== TO DO ==
• a. Answer these questions from the genomics glossary:
(i) What kind of cancers develop as a result of somatic mutations?
(ii) What causes telomeres to shorten gradually?
(iii) Which tumors respond better to immune checkpoint inhibitor therapies?
• b. Continue the genomics glossary with new entries following the one on tumor mutation burden.

Somatic mutations Mutations that occur as a result of DNA damage caused by various external factors in a single cell during a person’s lifetime. Somatic mutations are not mutations that are passed on from parents to children – they develop later stages of life. Sporadic cancers develop as a result of these mutations which cause changes in the cell and cell environment they ocur in.
PCA (Principal Component Analysis) Samples in a set can be compared with each other through multiple variables. Data in the dataset can find its expression in a high-dimensional space where the coordinates represent the variables. Since the dimensionality, that is, the multiplicity of axes, will complicate the comparisons between samples, it is aimed to simplify the analysis by performing reduction of dimensionality through PCA (Principal Component Analysis). PCA begins with the creation of the first axis at which variance is maximum in a sample set. The line forming this axis is realized by choosing the maximum of the distance between the two furthest points of the line on which the vertical projections of the data will fall, or by choosing the line on which the average of the squares of the distances of the points will be calculated as the minumum. Then, another axis is drawn perpendicular to this axis and the variance is maximum. This mechanism continues by drawing the axes that will be orthogonal to the previous plotted axes and where the variance will be maximum. These plotted axes form the principal components and the complexity of the analysis is reduced by performing a very serious dimension reduction with low percentage data variance loss.
Telomere DNA-protein structures located at the ends of chromosomes that protect DNA from mechanisms such as degradation and fusion. They are widely known for their importance in cellular aging. Since DNA ends cannot be completely copied during replication, telomeres gradually shorten at the end of a certain number of cell divisions.
Tumor mutation burden (TMB) The number of mutations per coding region in the genome of a tumor cell. It is known that tumors with high TMB respond better to immune checkpoint inhibitor therapies.

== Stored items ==
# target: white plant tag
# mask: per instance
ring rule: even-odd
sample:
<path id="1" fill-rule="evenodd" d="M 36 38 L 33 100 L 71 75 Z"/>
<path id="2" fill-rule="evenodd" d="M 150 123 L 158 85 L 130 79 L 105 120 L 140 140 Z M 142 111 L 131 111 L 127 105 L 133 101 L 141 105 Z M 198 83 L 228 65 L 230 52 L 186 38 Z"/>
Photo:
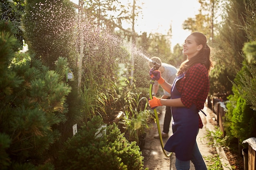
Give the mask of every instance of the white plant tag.
<path id="1" fill-rule="evenodd" d="M 103 129 L 103 130 L 101 132 L 101 129 Z M 98 138 L 98 137 L 101 137 L 103 134 L 106 135 L 106 131 L 107 124 L 105 124 L 102 125 L 97 129 L 97 131 L 96 132 L 96 133 L 95 133 L 95 135 L 96 135 L 95 138 Z"/>
<path id="2" fill-rule="evenodd" d="M 76 133 L 77 133 L 77 124 L 73 125 L 72 127 L 73 128 L 73 136 L 74 136 L 76 135 Z"/>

== ANSWERS FOR THE TASKS ==
• a.
(i) Sporadic cancers.
(ii) DNA ends cannot be completely copied during replication, so telomeres shorten after a certain number of cell divisions.
(iii) Tumors with high tumor mutation burden (TMB).

• b.
Whole Genome Sequencing Whole genome sequencing (WGS) is the technique of determining the complete, or almost the complete, of an organism’s DNA sequence all at once. It produces a massive quantity of raw data from which complicated bioinformatic studies are required to extract usable information. The study may focus on the complete genome (whole-genome analysis, WGA), the exome (whole-exome analysis), a subset of genes depending on the test’s goal.
Universal primers Primers designed to complement the vector DNA from a position which is just upstream of the DNA segment inserted into the vector for sequencing. Because they are vector-specific, these primers can be utilized to sequence all different DNA fragments ligated into the same type of vector.
UTR region Untranslated Region. Regions which are located in the 3′ and 5′ regions of messenger RNAs (mRNAs) and are not translated into proteins. These regions regulate the translation of mRNA by controlling the stability, function and localization of mRNA.
Domain: The highest rank in taxonomy, domain is a biological class used to first describe an organism. There are three domains: Bacteria, Archaea and Eukarya.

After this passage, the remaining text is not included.